------ Supplied records ------
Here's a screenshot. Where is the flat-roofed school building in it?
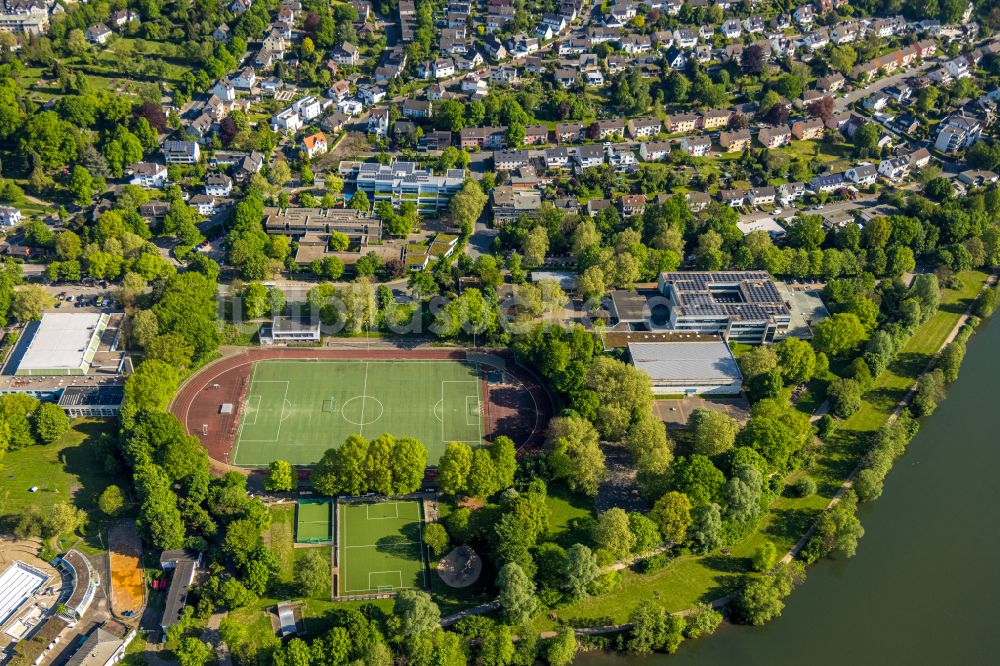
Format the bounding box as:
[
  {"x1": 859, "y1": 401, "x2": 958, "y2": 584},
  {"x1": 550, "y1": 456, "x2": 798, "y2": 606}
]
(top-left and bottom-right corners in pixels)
[
  {"x1": 12, "y1": 313, "x2": 122, "y2": 376},
  {"x1": 627, "y1": 339, "x2": 743, "y2": 395},
  {"x1": 57, "y1": 385, "x2": 125, "y2": 418},
  {"x1": 260, "y1": 317, "x2": 321, "y2": 344},
  {"x1": 657, "y1": 271, "x2": 791, "y2": 343}
]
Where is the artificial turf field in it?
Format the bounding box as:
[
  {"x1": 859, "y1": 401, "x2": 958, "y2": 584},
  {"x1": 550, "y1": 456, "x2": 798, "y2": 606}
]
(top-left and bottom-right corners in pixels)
[
  {"x1": 232, "y1": 360, "x2": 484, "y2": 466},
  {"x1": 339, "y1": 500, "x2": 428, "y2": 595},
  {"x1": 296, "y1": 500, "x2": 332, "y2": 543}
]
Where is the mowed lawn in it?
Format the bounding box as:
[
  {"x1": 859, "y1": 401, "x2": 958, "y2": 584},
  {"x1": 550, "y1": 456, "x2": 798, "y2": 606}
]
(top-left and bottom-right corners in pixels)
[
  {"x1": 2, "y1": 419, "x2": 123, "y2": 520},
  {"x1": 233, "y1": 360, "x2": 484, "y2": 466}
]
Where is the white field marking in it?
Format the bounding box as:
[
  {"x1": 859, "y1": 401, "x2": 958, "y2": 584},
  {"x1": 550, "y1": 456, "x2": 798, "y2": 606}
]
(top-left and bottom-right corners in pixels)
[
  {"x1": 365, "y1": 501, "x2": 400, "y2": 520},
  {"x1": 441, "y1": 380, "x2": 483, "y2": 444},
  {"x1": 237, "y1": 381, "x2": 289, "y2": 443},
  {"x1": 465, "y1": 395, "x2": 481, "y2": 427},
  {"x1": 340, "y1": 395, "x2": 385, "y2": 427},
  {"x1": 432, "y1": 399, "x2": 444, "y2": 423},
  {"x1": 341, "y1": 570, "x2": 403, "y2": 594},
  {"x1": 231, "y1": 361, "x2": 261, "y2": 465},
  {"x1": 242, "y1": 395, "x2": 261, "y2": 426},
  {"x1": 358, "y1": 362, "x2": 370, "y2": 438}
]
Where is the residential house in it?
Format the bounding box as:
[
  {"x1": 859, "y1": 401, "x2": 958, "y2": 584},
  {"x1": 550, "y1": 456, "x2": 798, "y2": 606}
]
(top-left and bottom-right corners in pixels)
[
  {"x1": 719, "y1": 130, "x2": 751, "y2": 152},
  {"x1": 213, "y1": 24, "x2": 231, "y2": 41},
  {"x1": 700, "y1": 109, "x2": 732, "y2": 130},
  {"x1": 524, "y1": 125, "x2": 549, "y2": 145},
  {"x1": 908, "y1": 147, "x2": 932, "y2": 169},
  {"x1": 213, "y1": 79, "x2": 236, "y2": 103},
  {"x1": 810, "y1": 172, "x2": 846, "y2": 193},
  {"x1": 674, "y1": 27, "x2": 698, "y2": 48},
  {"x1": 720, "y1": 189, "x2": 747, "y2": 207},
  {"x1": 863, "y1": 93, "x2": 889, "y2": 111},
  {"x1": 639, "y1": 141, "x2": 672, "y2": 161},
  {"x1": 302, "y1": 132, "x2": 327, "y2": 158},
  {"x1": 594, "y1": 119, "x2": 627, "y2": 140},
  {"x1": 232, "y1": 67, "x2": 257, "y2": 90},
  {"x1": 263, "y1": 29, "x2": 287, "y2": 54},
  {"x1": 758, "y1": 125, "x2": 791, "y2": 148},
  {"x1": 368, "y1": 108, "x2": 390, "y2": 137},
  {"x1": 189, "y1": 195, "x2": 217, "y2": 216},
  {"x1": 556, "y1": 122, "x2": 585, "y2": 143},
  {"x1": 627, "y1": 117, "x2": 663, "y2": 138},
  {"x1": 619, "y1": 194, "x2": 647, "y2": 218},
  {"x1": 494, "y1": 150, "x2": 530, "y2": 170},
  {"x1": 545, "y1": 146, "x2": 570, "y2": 169},
  {"x1": 777, "y1": 182, "x2": 806, "y2": 205},
  {"x1": 686, "y1": 191, "x2": 711, "y2": 212},
  {"x1": 127, "y1": 162, "x2": 168, "y2": 188},
  {"x1": 86, "y1": 23, "x2": 112, "y2": 44},
  {"x1": 680, "y1": 135, "x2": 712, "y2": 156},
  {"x1": 332, "y1": 41, "x2": 360, "y2": 66},
  {"x1": 402, "y1": 99, "x2": 433, "y2": 119},
  {"x1": 205, "y1": 173, "x2": 233, "y2": 197},
  {"x1": 816, "y1": 73, "x2": 845, "y2": 93},
  {"x1": 845, "y1": 163, "x2": 878, "y2": 187},
  {"x1": 294, "y1": 96, "x2": 324, "y2": 122},
  {"x1": 576, "y1": 144, "x2": 605, "y2": 169},
  {"x1": 665, "y1": 113, "x2": 698, "y2": 133},
  {"x1": 934, "y1": 114, "x2": 982, "y2": 153},
  {"x1": 460, "y1": 126, "x2": 508, "y2": 149},
  {"x1": 792, "y1": 118, "x2": 825, "y2": 140},
  {"x1": 328, "y1": 80, "x2": 351, "y2": 101},
  {"x1": 357, "y1": 85, "x2": 386, "y2": 106},
  {"x1": 338, "y1": 98, "x2": 363, "y2": 116},
  {"x1": 721, "y1": 19, "x2": 741, "y2": 39},
  {"x1": 0, "y1": 206, "x2": 21, "y2": 226},
  {"x1": 553, "y1": 68, "x2": 577, "y2": 88},
  {"x1": 163, "y1": 140, "x2": 200, "y2": 164},
  {"x1": 271, "y1": 108, "x2": 303, "y2": 133},
  {"x1": 663, "y1": 47, "x2": 687, "y2": 70},
  {"x1": 878, "y1": 156, "x2": 911, "y2": 181},
  {"x1": 748, "y1": 187, "x2": 776, "y2": 206}
]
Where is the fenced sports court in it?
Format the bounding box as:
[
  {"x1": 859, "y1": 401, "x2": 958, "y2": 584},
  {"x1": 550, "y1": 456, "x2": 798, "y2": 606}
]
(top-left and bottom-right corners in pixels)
[
  {"x1": 295, "y1": 499, "x2": 333, "y2": 544},
  {"x1": 337, "y1": 499, "x2": 427, "y2": 596}
]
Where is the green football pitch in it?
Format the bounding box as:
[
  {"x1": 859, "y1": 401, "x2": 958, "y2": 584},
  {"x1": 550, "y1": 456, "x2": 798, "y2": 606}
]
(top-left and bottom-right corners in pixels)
[
  {"x1": 296, "y1": 500, "x2": 332, "y2": 543},
  {"x1": 232, "y1": 360, "x2": 484, "y2": 467},
  {"x1": 338, "y1": 500, "x2": 428, "y2": 595}
]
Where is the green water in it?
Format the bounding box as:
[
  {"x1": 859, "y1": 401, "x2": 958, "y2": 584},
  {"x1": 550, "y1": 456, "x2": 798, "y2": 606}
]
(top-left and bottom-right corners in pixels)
[{"x1": 579, "y1": 316, "x2": 1000, "y2": 665}]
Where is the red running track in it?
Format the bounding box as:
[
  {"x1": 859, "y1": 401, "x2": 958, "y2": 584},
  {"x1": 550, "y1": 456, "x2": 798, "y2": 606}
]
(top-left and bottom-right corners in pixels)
[{"x1": 170, "y1": 347, "x2": 553, "y2": 469}]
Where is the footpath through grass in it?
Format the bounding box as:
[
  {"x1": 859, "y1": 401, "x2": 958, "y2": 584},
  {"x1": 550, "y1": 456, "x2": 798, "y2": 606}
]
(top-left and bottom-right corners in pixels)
[{"x1": 538, "y1": 270, "x2": 990, "y2": 630}]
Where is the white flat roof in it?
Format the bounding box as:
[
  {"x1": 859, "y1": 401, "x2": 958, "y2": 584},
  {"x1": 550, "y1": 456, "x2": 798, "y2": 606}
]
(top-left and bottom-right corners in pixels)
[
  {"x1": 737, "y1": 217, "x2": 786, "y2": 236},
  {"x1": 18, "y1": 313, "x2": 105, "y2": 372},
  {"x1": 0, "y1": 562, "x2": 47, "y2": 626},
  {"x1": 628, "y1": 341, "x2": 743, "y2": 384}
]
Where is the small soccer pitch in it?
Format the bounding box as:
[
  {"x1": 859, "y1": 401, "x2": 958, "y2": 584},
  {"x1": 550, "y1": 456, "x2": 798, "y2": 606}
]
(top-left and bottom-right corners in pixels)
[
  {"x1": 338, "y1": 499, "x2": 428, "y2": 595},
  {"x1": 231, "y1": 360, "x2": 484, "y2": 467},
  {"x1": 296, "y1": 500, "x2": 333, "y2": 544}
]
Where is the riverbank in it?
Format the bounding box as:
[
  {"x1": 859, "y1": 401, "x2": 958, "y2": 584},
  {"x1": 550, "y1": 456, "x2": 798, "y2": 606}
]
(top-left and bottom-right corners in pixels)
[
  {"x1": 531, "y1": 269, "x2": 993, "y2": 633},
  {"x1": 576, "y1": 285, "x2": 1000, "y2": 665}
]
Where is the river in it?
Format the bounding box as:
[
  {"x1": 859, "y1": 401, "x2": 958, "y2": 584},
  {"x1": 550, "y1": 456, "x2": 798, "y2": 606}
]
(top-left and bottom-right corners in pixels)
[{"x1": 578, "y1": 315, "x2": 1000, "y2": 665}]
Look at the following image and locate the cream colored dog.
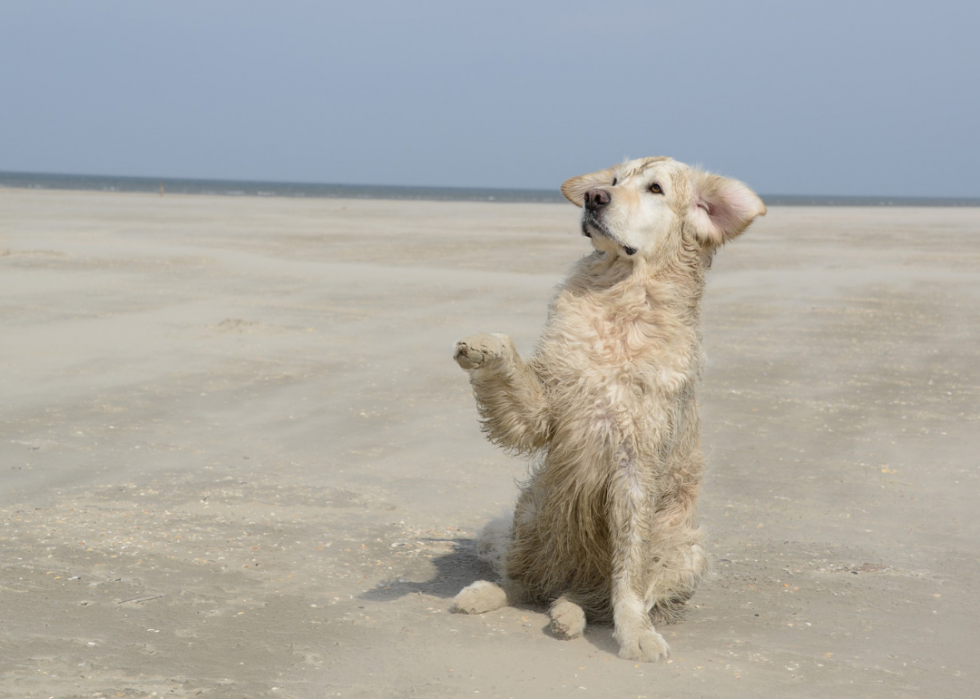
------
With the string "field" as the key, filter the data above and show the lines that match.

--- Written solution ---
Where is the artificial turf field in it?
Where is the white field marking in it?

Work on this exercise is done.